> **Written instruction**: Find the line containing "the motorcycle fender". Retype it and every line after it through the end of the entries, exactly as written, with nothing added.

> **Task input**:

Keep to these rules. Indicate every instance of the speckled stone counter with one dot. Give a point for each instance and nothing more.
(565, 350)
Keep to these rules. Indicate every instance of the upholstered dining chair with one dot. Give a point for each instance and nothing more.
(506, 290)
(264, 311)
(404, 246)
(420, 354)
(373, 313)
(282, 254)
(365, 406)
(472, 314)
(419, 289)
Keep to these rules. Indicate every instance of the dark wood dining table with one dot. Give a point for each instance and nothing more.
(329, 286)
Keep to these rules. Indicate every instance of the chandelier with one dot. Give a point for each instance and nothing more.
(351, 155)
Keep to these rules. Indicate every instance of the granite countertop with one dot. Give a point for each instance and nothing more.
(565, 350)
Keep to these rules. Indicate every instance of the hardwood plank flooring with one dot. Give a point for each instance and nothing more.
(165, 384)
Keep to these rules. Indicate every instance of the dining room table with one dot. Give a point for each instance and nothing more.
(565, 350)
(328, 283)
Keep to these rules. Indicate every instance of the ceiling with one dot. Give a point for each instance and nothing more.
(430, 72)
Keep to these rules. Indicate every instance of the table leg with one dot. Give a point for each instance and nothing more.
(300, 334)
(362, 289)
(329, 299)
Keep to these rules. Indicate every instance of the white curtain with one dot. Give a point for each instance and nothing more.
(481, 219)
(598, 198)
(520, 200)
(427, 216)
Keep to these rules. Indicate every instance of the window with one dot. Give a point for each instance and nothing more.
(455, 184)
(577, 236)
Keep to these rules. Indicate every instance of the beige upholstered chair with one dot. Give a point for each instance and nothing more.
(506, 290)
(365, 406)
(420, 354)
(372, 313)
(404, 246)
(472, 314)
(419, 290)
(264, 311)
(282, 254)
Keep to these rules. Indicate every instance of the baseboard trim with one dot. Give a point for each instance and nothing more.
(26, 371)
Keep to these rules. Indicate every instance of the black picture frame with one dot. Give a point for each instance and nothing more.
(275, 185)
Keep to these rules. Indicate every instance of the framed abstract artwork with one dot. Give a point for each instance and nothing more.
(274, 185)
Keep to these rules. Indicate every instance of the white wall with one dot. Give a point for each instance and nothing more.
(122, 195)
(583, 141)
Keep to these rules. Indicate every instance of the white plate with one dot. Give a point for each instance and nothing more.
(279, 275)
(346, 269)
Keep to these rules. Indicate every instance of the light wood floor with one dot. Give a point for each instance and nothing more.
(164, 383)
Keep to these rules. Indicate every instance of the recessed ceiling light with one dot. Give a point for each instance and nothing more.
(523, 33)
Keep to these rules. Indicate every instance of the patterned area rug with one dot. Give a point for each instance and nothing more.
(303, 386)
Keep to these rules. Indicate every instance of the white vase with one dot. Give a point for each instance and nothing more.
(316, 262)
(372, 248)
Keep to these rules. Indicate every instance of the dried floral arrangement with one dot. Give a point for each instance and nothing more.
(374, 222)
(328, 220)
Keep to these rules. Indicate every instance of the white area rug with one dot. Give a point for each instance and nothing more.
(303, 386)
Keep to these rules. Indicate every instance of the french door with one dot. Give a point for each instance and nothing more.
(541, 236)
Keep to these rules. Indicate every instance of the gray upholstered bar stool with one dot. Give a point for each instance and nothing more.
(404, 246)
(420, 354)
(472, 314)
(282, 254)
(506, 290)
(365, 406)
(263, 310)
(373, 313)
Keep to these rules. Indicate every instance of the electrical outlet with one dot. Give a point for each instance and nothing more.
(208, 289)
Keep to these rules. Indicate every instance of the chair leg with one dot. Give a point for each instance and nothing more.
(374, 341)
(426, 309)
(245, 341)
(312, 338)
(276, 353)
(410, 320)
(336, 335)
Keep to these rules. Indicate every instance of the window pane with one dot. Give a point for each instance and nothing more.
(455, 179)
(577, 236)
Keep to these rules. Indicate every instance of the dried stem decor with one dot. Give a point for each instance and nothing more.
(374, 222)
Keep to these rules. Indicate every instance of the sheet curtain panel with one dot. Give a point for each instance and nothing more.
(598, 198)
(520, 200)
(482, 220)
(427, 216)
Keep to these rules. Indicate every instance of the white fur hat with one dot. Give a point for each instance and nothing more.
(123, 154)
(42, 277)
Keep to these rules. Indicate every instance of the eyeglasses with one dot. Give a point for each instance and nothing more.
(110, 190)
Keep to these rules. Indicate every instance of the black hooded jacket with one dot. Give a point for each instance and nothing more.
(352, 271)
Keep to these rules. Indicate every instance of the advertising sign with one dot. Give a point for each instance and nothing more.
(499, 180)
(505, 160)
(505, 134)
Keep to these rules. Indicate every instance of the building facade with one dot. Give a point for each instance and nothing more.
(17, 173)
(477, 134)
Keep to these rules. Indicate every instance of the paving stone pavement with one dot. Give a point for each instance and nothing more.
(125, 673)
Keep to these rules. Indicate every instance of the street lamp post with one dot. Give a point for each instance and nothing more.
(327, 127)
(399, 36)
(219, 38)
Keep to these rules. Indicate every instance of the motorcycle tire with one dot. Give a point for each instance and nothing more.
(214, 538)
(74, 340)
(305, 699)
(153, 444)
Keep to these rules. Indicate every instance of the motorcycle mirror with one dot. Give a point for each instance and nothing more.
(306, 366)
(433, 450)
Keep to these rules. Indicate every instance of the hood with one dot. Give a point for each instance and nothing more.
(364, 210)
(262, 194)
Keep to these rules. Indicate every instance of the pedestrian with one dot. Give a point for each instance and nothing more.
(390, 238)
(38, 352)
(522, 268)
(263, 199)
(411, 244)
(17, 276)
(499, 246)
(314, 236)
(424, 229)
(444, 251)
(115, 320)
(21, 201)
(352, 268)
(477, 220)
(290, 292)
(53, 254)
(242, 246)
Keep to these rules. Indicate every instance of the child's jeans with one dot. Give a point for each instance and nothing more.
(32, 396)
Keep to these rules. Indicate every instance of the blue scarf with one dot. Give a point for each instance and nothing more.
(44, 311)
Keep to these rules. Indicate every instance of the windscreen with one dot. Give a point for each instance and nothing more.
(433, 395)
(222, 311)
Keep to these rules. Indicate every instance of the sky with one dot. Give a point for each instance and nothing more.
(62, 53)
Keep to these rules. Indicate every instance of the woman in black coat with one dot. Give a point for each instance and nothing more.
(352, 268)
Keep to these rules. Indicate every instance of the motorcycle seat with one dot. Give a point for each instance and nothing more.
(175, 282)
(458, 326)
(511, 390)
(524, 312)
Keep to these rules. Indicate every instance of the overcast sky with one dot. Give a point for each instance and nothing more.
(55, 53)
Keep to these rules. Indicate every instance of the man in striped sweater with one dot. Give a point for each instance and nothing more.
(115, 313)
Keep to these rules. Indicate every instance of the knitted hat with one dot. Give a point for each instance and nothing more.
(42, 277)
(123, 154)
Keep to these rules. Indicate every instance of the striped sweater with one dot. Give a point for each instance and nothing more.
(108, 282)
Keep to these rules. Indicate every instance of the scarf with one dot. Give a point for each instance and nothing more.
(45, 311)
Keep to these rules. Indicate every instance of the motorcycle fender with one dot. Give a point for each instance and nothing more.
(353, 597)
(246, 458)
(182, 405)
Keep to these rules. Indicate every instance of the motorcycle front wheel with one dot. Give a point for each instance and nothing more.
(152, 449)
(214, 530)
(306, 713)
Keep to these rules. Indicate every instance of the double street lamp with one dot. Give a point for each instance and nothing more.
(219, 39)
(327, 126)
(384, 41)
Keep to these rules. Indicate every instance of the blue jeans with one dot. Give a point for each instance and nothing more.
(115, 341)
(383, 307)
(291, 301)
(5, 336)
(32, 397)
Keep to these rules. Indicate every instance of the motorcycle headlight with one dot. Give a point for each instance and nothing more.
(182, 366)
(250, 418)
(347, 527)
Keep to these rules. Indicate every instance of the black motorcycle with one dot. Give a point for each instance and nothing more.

> **The completed task**:
Keep to these rules. Indicate every instance of the motorcycle fender with one dot. Give a point for each instance and nothing more.
(353, 597)
(246, 458)
(182, 405)
Keep to these rules. Indicate every instance of the motorcycle front wheel with one dot. Give a point for each instance and nothing more.
(152, 449)
(214, 530)
(306, 713)
Keep to these rules. Indicate every instance of the double street lamp with one dot. Give a point for each instance and nothing more.
(219, 39)
(327, 126)
(384, 41)
Keep to these rules. Indicate every instance of the blue jeans with one dot. Give a point for each instance and nothing more.
(115, 341)
(383, 307)
(291, 301)
(5, 336)
(32, 397)
Keep to these rules. Indicate every instance of the motorcycle headlight with one dot. Give a point for each instance and nothing more.
(182, 366)
(250, 418)
(347, 527)
Keep to these rules. Indicate every instance of the black motorcycle with one dot. Give a point for each instance and nothing more.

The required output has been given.